● WORK TASK:
Copy out each line of the entries where the word "neck" is present.

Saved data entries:
====
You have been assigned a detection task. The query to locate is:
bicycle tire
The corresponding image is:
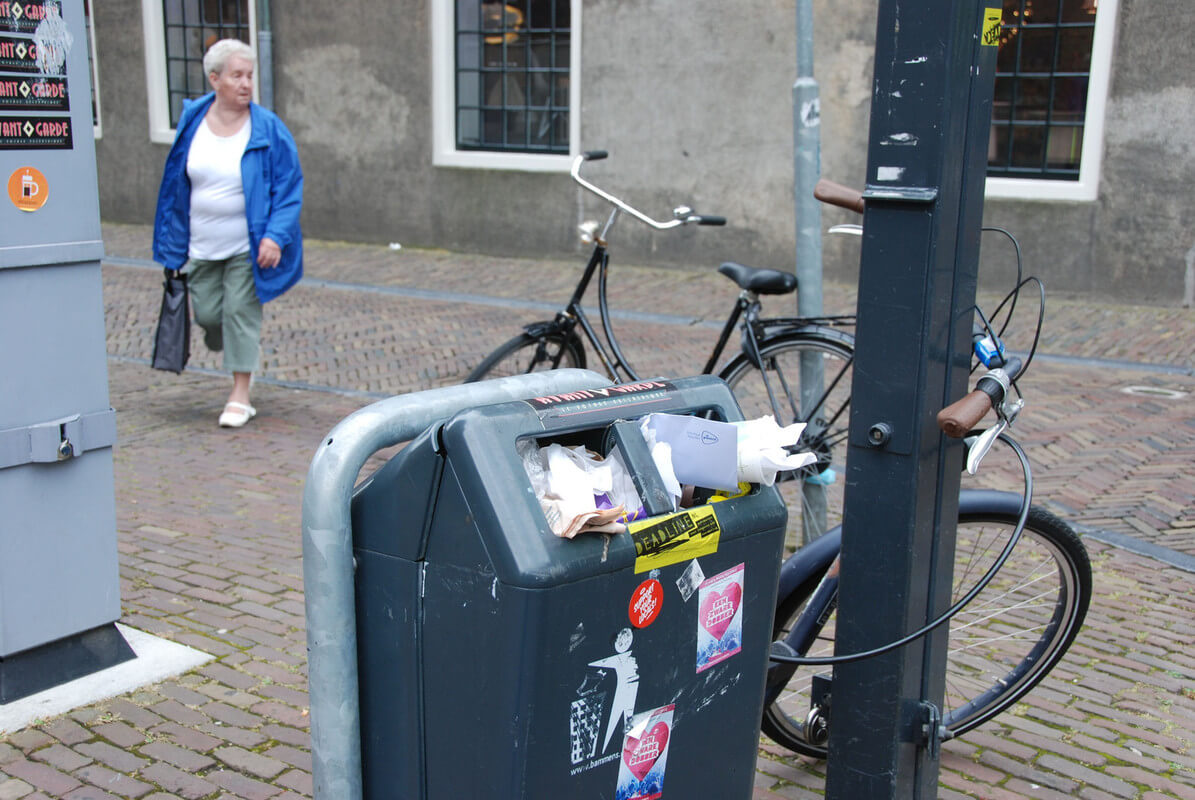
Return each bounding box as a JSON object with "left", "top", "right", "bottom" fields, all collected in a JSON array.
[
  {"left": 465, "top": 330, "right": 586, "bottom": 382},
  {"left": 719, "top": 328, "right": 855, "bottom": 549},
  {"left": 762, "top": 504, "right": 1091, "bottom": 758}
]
====
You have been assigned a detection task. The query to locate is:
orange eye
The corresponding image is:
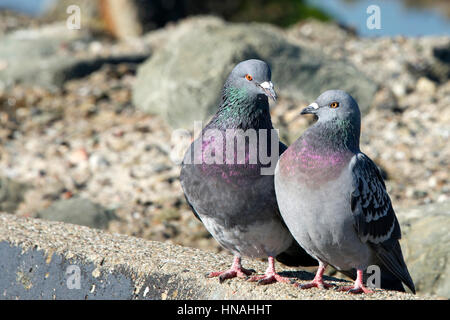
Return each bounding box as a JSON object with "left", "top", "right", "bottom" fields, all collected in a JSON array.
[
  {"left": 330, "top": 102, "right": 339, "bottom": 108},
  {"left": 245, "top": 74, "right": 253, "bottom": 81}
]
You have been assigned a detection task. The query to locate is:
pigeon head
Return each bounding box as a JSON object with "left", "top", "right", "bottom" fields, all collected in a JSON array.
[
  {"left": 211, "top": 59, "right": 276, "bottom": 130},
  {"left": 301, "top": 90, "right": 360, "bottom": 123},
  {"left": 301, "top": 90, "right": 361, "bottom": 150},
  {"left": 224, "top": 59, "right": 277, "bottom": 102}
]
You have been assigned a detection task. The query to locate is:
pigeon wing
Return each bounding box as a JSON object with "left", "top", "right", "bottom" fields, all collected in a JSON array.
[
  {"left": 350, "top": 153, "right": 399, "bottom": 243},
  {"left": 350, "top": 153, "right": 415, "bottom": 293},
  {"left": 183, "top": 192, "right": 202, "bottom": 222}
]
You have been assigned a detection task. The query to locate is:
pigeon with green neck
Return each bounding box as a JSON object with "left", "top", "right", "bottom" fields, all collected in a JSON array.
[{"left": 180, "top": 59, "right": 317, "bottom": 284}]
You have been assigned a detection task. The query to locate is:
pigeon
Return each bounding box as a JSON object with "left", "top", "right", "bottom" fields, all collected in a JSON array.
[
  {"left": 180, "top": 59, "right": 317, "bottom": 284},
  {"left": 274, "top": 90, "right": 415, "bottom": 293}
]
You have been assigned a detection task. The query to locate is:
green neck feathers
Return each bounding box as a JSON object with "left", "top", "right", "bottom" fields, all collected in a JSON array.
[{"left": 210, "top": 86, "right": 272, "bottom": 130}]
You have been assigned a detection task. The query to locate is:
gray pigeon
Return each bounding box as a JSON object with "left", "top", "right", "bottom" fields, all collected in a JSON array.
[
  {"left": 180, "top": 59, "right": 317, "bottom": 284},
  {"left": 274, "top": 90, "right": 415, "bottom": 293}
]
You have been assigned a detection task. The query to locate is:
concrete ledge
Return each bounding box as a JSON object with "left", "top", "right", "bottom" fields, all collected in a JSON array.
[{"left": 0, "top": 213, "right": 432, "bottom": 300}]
====
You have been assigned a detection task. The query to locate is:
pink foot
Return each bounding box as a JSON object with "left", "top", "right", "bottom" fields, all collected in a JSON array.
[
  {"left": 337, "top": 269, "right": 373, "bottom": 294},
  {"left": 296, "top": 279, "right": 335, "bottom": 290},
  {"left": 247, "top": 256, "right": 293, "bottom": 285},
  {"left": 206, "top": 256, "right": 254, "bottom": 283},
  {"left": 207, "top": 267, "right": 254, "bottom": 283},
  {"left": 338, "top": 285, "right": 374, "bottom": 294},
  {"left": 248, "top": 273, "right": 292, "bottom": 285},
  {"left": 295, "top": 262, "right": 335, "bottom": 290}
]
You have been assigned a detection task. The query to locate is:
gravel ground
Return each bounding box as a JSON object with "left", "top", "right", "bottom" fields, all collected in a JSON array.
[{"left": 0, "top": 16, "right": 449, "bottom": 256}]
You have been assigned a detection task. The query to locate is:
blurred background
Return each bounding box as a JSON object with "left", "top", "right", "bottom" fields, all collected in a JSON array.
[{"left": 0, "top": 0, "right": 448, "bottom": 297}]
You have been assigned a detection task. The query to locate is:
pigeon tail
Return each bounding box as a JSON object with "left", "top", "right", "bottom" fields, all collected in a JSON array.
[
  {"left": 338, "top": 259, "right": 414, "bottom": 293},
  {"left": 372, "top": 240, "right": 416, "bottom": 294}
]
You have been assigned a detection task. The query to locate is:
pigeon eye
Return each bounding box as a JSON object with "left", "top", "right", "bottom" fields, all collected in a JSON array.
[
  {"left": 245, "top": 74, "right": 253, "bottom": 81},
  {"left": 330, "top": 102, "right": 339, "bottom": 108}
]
====
● ANSWER FOR THIS EXERCISE:
pigeon with green neck
green neck feathers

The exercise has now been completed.